▶ [Dataset entries]
⟨
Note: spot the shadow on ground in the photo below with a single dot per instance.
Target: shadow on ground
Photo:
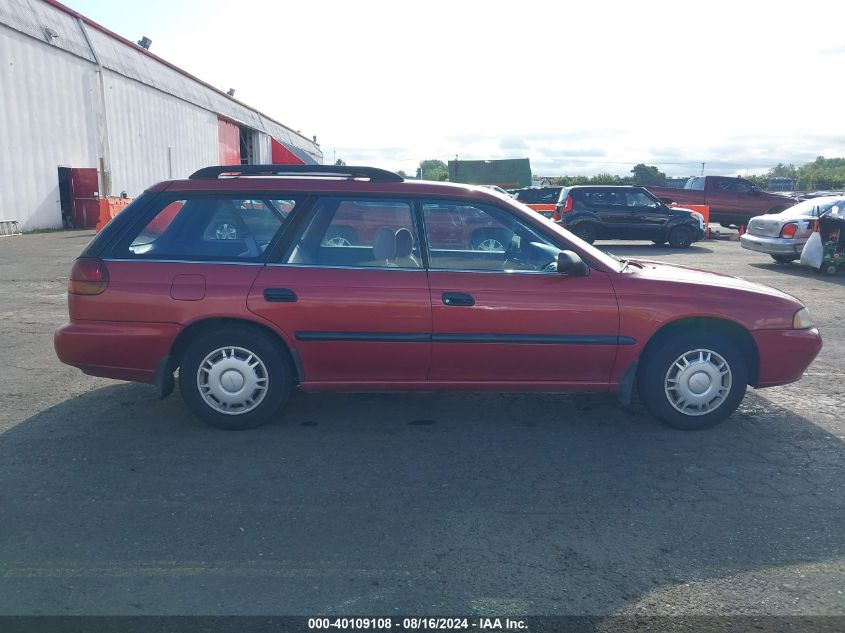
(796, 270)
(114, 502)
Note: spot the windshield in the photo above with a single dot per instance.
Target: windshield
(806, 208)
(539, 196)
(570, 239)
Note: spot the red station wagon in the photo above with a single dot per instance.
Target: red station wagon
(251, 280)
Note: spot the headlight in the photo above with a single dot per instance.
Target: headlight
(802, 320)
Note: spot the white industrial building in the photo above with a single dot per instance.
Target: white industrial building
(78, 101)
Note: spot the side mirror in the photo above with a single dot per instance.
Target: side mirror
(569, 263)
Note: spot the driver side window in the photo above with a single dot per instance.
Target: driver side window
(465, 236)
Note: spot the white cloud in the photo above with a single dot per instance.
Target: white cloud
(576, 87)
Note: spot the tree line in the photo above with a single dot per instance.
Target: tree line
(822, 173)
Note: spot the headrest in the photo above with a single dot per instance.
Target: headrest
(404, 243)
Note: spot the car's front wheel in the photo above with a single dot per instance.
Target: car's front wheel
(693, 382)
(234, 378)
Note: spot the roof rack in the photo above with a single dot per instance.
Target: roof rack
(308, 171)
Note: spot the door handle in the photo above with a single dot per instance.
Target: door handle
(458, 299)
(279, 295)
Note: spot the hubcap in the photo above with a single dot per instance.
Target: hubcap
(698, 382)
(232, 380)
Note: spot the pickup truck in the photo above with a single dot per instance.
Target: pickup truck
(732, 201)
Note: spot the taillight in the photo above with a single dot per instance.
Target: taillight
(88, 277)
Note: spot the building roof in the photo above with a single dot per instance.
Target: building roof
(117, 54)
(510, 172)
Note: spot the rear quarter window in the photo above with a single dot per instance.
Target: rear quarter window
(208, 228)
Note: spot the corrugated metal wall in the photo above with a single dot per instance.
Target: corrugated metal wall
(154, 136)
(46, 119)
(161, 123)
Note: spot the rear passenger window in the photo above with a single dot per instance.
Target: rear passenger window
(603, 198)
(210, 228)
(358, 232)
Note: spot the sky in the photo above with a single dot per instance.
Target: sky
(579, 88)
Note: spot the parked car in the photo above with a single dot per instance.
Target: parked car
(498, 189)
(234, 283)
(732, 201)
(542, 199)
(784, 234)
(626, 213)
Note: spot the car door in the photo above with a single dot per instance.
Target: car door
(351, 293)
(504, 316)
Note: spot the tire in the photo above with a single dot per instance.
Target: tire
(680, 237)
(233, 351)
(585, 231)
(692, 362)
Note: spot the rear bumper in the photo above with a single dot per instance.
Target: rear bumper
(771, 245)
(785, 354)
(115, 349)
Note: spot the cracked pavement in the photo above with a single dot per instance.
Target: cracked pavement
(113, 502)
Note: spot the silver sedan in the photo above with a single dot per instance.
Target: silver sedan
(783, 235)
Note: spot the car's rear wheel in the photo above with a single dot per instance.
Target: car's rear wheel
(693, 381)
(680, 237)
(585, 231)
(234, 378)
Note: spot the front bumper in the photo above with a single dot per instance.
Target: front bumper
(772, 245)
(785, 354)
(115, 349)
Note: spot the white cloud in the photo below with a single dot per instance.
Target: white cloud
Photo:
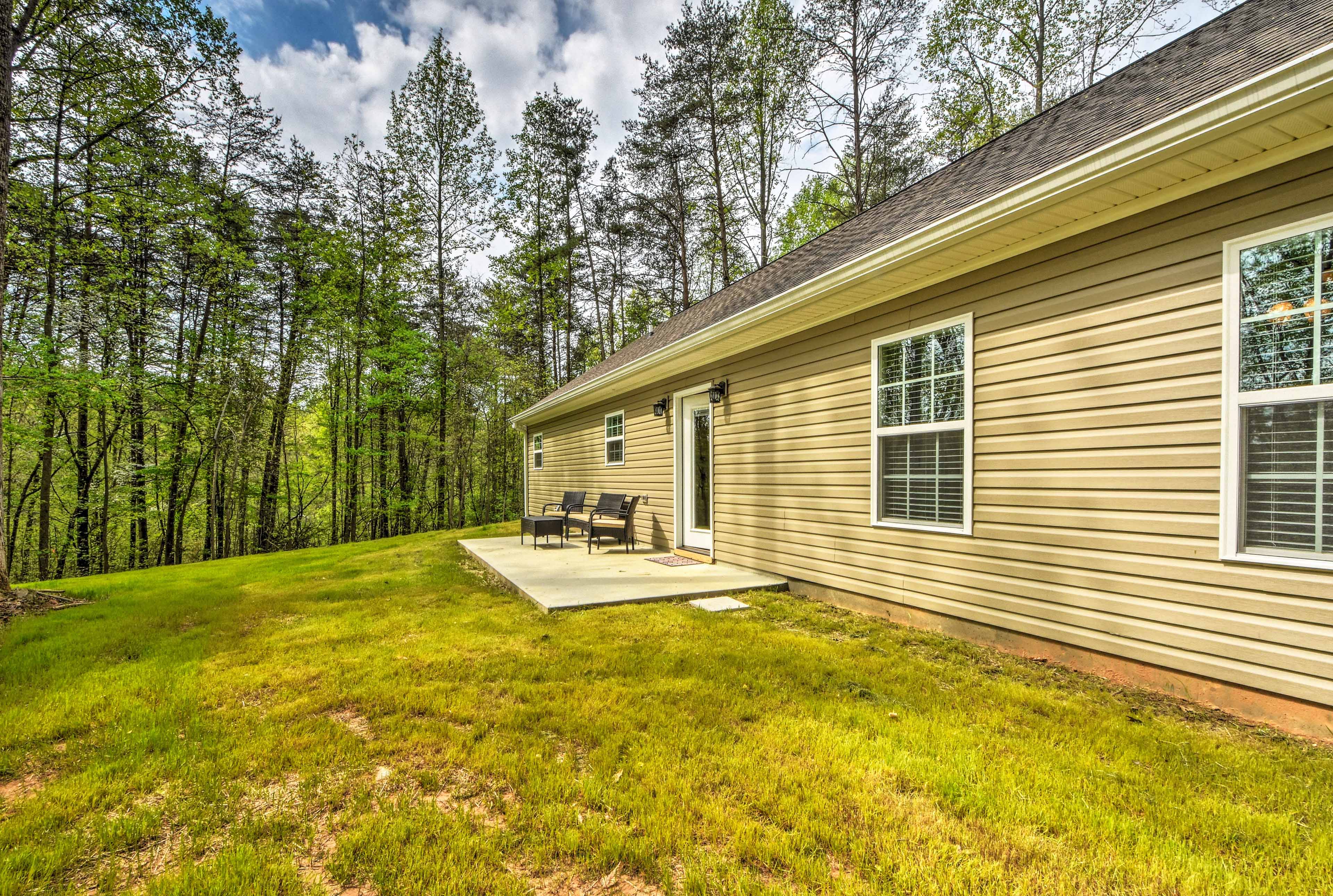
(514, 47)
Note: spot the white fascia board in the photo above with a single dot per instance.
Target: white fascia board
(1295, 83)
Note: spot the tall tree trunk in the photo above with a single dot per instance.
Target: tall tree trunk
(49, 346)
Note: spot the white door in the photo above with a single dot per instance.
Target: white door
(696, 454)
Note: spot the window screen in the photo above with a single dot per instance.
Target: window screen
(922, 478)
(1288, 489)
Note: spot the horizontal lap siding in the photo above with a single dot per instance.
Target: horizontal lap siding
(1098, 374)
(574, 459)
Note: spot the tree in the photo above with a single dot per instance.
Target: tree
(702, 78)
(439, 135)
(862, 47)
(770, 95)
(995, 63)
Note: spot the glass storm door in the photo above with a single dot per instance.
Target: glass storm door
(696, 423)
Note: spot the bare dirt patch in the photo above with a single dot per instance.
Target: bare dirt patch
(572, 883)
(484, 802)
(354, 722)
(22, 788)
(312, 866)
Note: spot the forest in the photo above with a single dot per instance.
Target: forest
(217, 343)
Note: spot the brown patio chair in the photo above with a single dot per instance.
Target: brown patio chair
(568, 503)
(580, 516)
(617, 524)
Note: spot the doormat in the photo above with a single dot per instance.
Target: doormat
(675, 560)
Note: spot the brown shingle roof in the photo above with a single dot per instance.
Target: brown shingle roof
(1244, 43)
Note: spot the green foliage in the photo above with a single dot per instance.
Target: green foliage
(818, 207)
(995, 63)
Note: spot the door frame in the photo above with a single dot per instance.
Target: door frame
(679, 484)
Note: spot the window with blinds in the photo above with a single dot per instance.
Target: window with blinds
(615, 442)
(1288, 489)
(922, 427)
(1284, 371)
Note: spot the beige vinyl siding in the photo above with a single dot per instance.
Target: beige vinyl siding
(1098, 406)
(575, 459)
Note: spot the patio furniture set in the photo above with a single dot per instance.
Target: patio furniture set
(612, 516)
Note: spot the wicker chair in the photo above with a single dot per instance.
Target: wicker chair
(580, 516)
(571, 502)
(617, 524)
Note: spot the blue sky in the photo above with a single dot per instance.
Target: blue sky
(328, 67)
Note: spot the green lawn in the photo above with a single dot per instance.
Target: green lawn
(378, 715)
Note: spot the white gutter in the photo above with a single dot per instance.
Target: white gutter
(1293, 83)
⟩
⟨
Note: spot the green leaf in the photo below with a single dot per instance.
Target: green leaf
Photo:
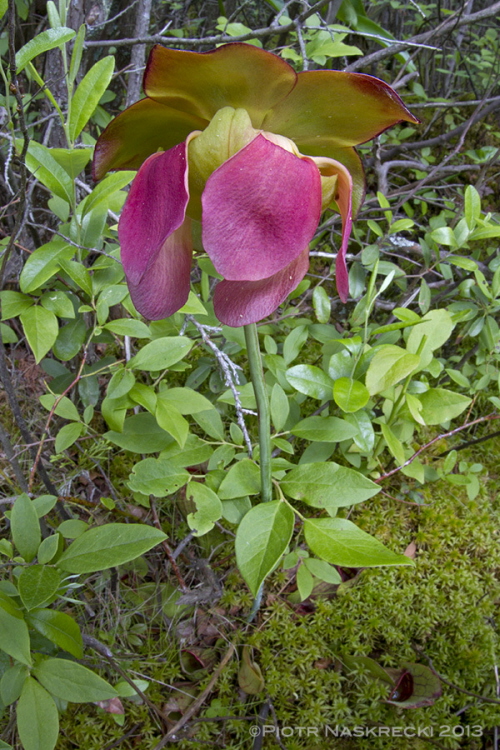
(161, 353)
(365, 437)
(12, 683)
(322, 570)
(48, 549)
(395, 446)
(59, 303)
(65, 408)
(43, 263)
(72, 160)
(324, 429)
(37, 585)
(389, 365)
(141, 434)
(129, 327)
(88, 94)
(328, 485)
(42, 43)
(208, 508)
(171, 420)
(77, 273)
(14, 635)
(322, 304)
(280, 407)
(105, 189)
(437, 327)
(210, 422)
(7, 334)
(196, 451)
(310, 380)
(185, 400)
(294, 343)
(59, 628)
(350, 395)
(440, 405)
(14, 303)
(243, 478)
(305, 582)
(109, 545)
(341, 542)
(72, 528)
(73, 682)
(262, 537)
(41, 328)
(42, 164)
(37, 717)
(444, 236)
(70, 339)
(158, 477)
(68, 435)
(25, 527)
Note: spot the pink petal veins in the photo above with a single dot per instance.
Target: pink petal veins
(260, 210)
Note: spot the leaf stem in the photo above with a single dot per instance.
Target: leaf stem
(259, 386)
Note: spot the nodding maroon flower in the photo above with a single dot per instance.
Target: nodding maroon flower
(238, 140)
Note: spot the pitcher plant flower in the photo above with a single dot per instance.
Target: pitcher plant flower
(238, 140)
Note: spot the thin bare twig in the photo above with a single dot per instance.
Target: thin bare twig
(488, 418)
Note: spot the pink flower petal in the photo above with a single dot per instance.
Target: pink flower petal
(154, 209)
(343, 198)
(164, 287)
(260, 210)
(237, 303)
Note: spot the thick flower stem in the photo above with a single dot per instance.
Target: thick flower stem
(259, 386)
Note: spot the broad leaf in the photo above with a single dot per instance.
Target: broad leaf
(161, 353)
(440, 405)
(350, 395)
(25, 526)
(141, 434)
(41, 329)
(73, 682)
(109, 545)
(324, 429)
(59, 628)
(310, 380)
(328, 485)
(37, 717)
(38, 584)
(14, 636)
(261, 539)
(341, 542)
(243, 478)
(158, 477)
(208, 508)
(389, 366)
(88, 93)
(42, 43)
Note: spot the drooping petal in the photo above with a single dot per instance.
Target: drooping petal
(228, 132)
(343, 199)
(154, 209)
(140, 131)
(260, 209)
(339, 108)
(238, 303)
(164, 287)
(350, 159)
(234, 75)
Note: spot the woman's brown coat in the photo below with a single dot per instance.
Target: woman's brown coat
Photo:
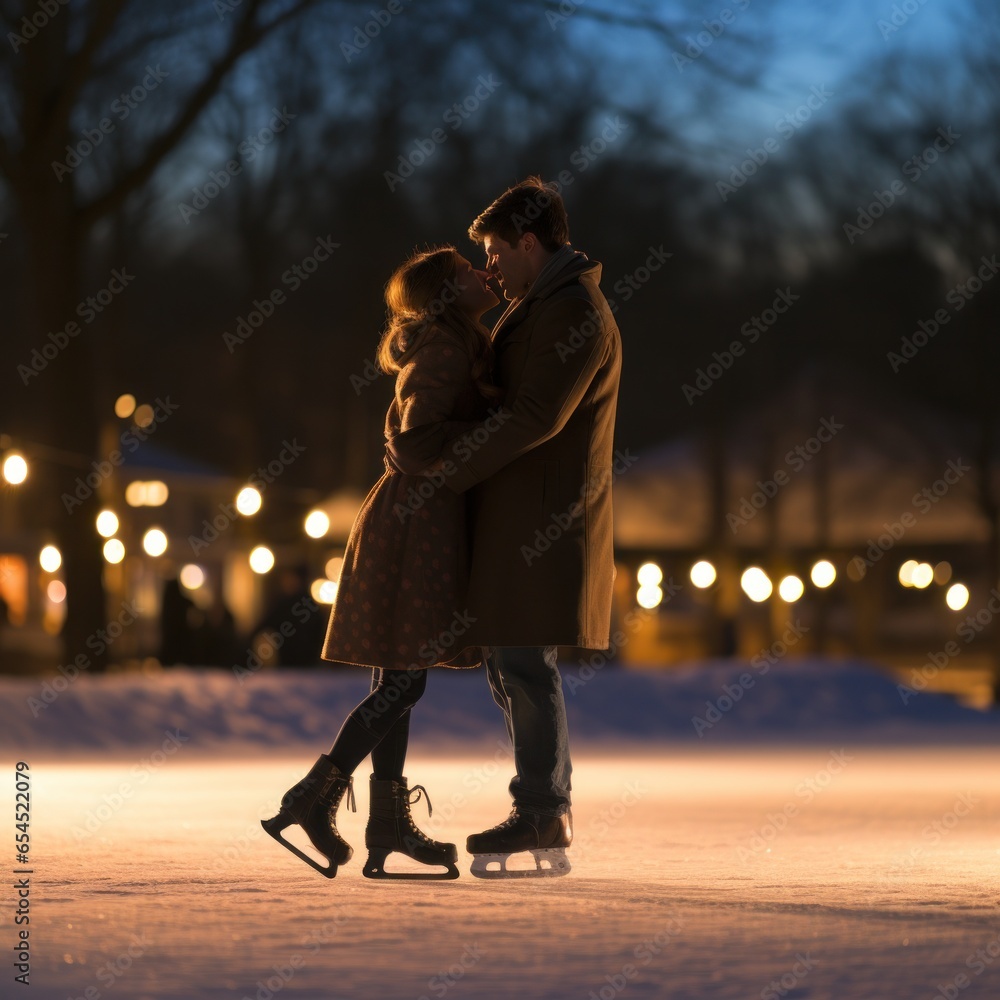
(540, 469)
⟩
▶ [Task brief]
Return every line of the dataset entries that contains the word "headrest".

▶ [Answer to the problem]
Note: spot the headrest in the photo above with a single dot per instance.
Target: headrest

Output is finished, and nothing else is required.